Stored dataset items
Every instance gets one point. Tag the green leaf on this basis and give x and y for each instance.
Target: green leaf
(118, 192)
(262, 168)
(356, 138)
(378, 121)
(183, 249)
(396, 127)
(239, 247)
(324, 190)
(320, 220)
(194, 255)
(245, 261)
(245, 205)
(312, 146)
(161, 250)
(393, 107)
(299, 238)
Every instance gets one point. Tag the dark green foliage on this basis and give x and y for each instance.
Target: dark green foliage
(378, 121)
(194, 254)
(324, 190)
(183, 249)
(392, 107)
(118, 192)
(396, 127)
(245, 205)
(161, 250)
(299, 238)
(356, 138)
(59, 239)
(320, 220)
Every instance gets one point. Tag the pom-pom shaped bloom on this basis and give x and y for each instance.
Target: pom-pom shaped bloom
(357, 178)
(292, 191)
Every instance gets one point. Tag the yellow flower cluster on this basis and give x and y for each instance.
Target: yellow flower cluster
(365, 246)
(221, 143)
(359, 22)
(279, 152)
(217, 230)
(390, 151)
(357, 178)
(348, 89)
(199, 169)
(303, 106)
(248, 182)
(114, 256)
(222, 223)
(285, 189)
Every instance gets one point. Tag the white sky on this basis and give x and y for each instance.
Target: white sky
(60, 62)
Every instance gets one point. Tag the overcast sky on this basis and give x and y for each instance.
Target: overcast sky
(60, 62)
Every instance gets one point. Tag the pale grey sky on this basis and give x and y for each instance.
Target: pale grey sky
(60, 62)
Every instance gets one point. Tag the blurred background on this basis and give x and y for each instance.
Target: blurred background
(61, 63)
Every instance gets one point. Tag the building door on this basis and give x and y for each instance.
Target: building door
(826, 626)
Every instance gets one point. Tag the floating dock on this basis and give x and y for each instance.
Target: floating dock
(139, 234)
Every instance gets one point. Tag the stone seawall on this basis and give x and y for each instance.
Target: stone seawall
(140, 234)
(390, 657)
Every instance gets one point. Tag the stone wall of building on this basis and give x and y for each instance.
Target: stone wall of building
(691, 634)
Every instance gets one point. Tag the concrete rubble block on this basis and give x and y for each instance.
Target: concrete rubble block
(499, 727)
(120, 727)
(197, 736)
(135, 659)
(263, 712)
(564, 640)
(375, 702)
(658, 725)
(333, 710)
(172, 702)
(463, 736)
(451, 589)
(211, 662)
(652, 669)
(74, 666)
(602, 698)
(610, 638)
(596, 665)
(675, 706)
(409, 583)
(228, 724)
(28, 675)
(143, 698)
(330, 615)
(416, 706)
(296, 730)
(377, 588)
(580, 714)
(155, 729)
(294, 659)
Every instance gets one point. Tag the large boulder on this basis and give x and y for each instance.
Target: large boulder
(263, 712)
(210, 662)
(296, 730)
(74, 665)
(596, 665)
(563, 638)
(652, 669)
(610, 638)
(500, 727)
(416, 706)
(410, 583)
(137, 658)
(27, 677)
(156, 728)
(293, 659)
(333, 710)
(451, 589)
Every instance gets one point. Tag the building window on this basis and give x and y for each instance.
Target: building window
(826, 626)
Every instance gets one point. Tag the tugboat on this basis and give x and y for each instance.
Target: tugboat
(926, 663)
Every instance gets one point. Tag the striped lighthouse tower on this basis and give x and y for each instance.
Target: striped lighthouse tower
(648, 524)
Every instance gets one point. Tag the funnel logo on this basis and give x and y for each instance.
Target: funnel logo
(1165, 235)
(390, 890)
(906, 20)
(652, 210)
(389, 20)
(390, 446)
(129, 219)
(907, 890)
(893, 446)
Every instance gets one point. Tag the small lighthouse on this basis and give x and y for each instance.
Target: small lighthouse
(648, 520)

• Exercise:
Restate the records, all of them, precisely as written.

• Solution to this problem:
Every instance gets one point. Tag the green leaf on this basis and give x and y for each instance.
Target: green leaf
(118, 192)
(262, 168)
(356, 138)
(378, 121)
(183, 249)
(396, 127)
(239, 247)
(324, 190)
(320, 220)
(194, 255)
(245, 261)
(245, 205)
(312, 146)
(161, 250)
(393, 107)
(299, 238)
Every instance gets one point. Tag the dark green foliage on this basis and give x and y for each instance.
Target: dark green foliage
(378, 121)
(194, 254)
(324, 190)
(183, 249)
(392, 107)
(118, 192)
(396, 127)
(245, 205)
(161, 250)
(299, 238)
(356, 138)
(59, 239)
(320, 220)
Every instance gets one point. Tag the pom-pom shaped bloom on this basis and give x and y for each instance.
Target: pom-pom shaped bloom
(357, 178)
(292, 191)
Every instance gets one point. Tag the yellow flower cluster on this basis and give x and y for each instance.
Target: yellow flower cluster
(365, 246)
(221, 143)
(359, 22)
(279, 152)
(217, 230)
(390, 151)
(357, 178)
(348, 89)
(199, 169)
(303, 106)
(248, 182)
(114, 256)
(222, 223)
(285, 189)
Every instance gets one point. Tag the white sky on this basis and give x and y for each instance.
Target: white sky
(60, 62)
Every instance gets one point. Tag the overcast sky on this basis and give x and y for each instance.
Target: overcast sky
(60, 62)
Every instance gets one point. Tag the pale grey sky on this basis and give x and y for each instance.
Target: pale grey sky
(60, 62)
Every instance gets one point. Tag the blurred background on this basis and give x and y for each instance.
Target: blurred background
(61, 63)
Every instance gets one point. Tag the building door on this basis and give x and y for each instance.
Target: building door
(826, 626)
Every instance gets one point. Tag the floating dock on this basis and give x and y for each instance.
Target: floating dock
(139, 234)
Every instance gets one point. Tag the stone seawall on this basis and give x and y for each instance.
Target: stone seawall
(140, 234)
(390, 657)
Every instance gets one point. Tag the stone wall of building on this basis and give x and y for each instance.
Target: stone wall of building
(691, 634)
Every instance gets one point. Tag the concrete rubble block on this basis and give x and y for each instance.
Target: concrete rubble block
(499, 727)
(120, 727)
(197, 736)
(135, 659)
(263, 712)
(564, 640)
(375, 702)
(658, 725)
(333, 710)
(172, 702)
(463, 736)
(451, 589)
(211, 662)
(652, 669)
(74, 666)
(602, 698)
(610, 638)
(596, 665)
(675, 706)
(409, 583)
(228, 724)
(28, 675)
(143, 698)
(330, 615)
(416, 706)
(296, 730)
(377, 588)
(580, 714)
(155, 729)
(294, 659)
Every instance gets one point. Tag the large boulder on this basis and give x and y for each instance.
Target: large boulder
(263, 712)
(210, 662)
(296, 730)
(74, 665)
(596, 665)
(563, 638)
(652, 669)
(610, 638)
(500, 727)
(416, 706)
(410, 583)
(137, 658)
(27, 677)
(156, 728)
(293, 659)
(333, 710)
(451, 589)
Every instance gets one point. Tag the building window on this basis and give x and y for each instance.
Target: building window
(826, 626)
Every instance gets one point. Tag the tugboat on this basis and give x and y for each instance.
Target: tugboat
(926, 663)
Every instance gets one point. Tag the striped lighthouse tower on this basis and give x and y for each instance.
Target: striped lighthouse tower
(648, 524)
Every instance gets one point. Tag the funnel logo on this basis and give x and y for each instance.
Target: funnel logo
(1165, 235)
(390, 890)
(906, 20)
(652, 210)
(389, 20)
(390, 446)
(129, 219)
(907, 890)
(893, 446)
Every instance gets one point. Tag the small lighthouse on this basis and give x and y for each instance.
Target: small lighthouse
(648, 520)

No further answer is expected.